# [Required work]
If a record contains a picture, skip the picture and transcribe the rest exactly.

# [Dataset records]
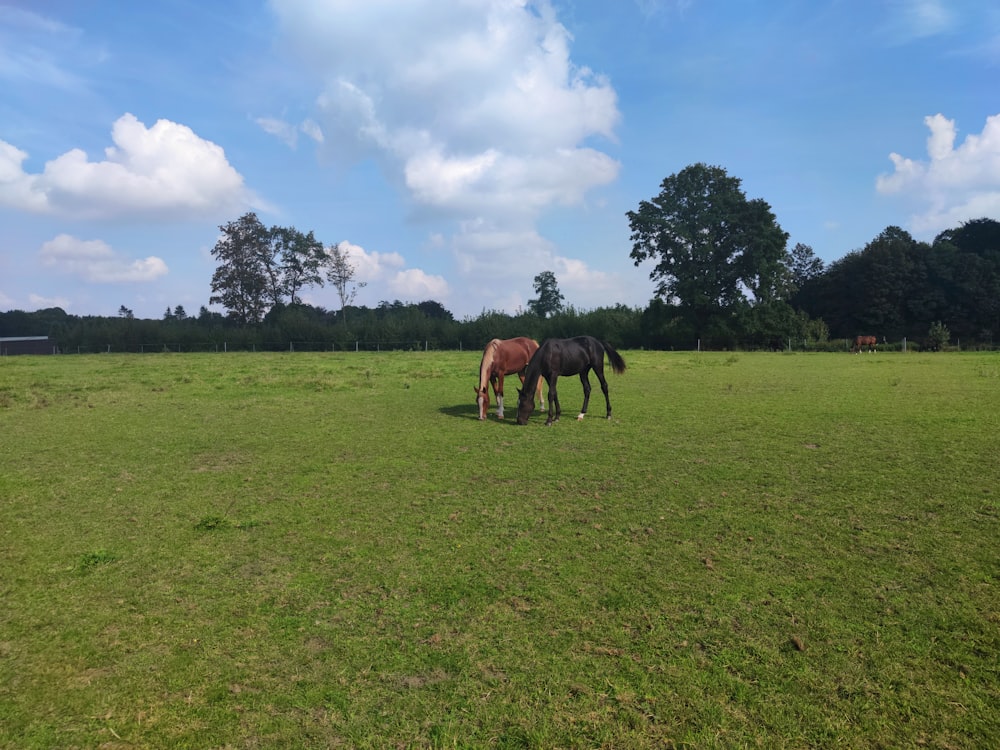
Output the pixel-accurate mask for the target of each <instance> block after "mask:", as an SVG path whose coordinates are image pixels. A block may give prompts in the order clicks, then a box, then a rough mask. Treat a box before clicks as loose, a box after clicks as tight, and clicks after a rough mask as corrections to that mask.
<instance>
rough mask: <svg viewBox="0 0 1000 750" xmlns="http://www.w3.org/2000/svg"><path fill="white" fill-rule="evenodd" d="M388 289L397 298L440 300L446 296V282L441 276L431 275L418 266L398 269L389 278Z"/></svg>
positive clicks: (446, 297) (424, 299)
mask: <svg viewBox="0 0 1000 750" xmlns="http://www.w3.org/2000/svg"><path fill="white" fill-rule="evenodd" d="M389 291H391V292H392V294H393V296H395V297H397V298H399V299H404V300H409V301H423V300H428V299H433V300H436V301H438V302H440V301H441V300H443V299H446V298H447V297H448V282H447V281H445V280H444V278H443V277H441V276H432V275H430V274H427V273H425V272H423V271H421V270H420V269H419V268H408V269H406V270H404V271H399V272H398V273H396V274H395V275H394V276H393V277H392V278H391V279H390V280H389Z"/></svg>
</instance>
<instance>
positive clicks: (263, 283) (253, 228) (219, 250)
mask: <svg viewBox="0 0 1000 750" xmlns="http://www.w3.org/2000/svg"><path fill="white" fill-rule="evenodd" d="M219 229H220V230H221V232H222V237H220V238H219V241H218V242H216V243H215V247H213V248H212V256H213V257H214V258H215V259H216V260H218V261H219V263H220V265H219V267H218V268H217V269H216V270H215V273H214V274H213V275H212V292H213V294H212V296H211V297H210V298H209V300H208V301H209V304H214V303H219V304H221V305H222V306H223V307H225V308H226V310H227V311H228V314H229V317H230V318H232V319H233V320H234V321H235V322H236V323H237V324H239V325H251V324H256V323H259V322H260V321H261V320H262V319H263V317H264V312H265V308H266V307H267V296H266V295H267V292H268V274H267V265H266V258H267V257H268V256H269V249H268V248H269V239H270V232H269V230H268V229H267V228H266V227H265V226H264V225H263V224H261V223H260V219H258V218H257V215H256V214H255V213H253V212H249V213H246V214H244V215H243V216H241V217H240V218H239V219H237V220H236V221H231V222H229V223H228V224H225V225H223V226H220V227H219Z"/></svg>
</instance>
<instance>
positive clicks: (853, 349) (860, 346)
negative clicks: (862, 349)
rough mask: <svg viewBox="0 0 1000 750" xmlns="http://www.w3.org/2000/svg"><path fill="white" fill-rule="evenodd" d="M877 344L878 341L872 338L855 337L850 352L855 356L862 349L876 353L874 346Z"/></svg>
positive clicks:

# [Answer area]
Output the pixel-accurate mask for the target of each <instance> block after "mask:", as an SVG path whose coordinates are image pixels. A block may give prompts in the order clicks, then a box, then a rough mask. Treat a box before clicks as loose, a box after clicks as tight, and clicks after a rough mask as corrections to that mask.
<instance>
rough mask: <svg viewBox="0 0 1000 750" xmlns="http://www.w3.org/2000/svg"><path fill="white" fill-rule="evenodd" d="M388 289L397 298L440 300L446 296V282L441 276L431 275L418 266L398 269L389 278Z"/></svg>
positive clicks: (446, 297) (424, 299)
mask: <svg viewBox="0 0 1000 750" xmlns="http://www.w3.org/2000/svg"><path fill="white" fill-rule="evenodd" d="M389 291H391V292H392V294H393V296H395V297H397V298H399V299H404V300H409V301H423V300H428V299H433V300H436V301H438V302H440V301H441V300H443V299H446V298H447V297H448V282H447V281H445V280H444V278H443V277H441V276H432V275H430V274H427V273H425V272H423V271H421V270H420V269H419V268H408V269H406V270H404V271H399V272H398V273H396V274H395V275H394V276H393V277H392V278H391V279H390V280H389Z"/></svg>
</instance>
<instance>
positive clicks: (263, 283) (253, 228) (219, 250)
mask: <svg viewBox="0 0 1000 750" xmlns="http://www.w3.org/2000/svg"><path fill="white" fill-rule="evenodd" d="M219 229H220V230H221V232H222V237H220V238H219V241H218V242H216V243H215V247H213V248H212V256H213V257H214V258H215V259H216V260H218V261H219V263H220V265H219V267H218V268H217V269H216V270H215V273H214V274H213V275H212V292H213V294H212V296H211V297H210V298H209V300H208V301H209V304H214V303H219V304H221V305H222V306H223V307H225V308H226V310H227V311H228V314H229V317H230V318H232V319H233V320H234V321H235V322H236V323H237V324H239V325H251V324H256V323H259V322H260V321H261V320H262V319H263V317H264V312H265V308H266V307H267V296H266V295H267V292H268V274H267V265H266V258H267V257H268V256H269V249H268V248H269V239H270V232H269V230H268V229H267V228H266V227H265V226H264V225H263V224H261V223H260V219H258V218H257V215H256V214H255V213H253V212H249V213H246V214H244V215H243V216H241V217H240V218H239V219H237V220H236V221H231V222H229V223H228V224H225V225H223V226H220V227H219Z"/></svg>
</instance>
<instance>
positive clicks: (853, 349) (860, 346)
negative clicks: (862, 349)
rough mask: <svg viewBox="0 0 1000 750" xmlns="http://www.w3.org/2000/svg"><path fill="white" fill-rule="evenodd" d="M877 344L878 341L872 338L855 337L850 352L855 356L862 349L876 353L874 346Z"/></svg>
positive clicks:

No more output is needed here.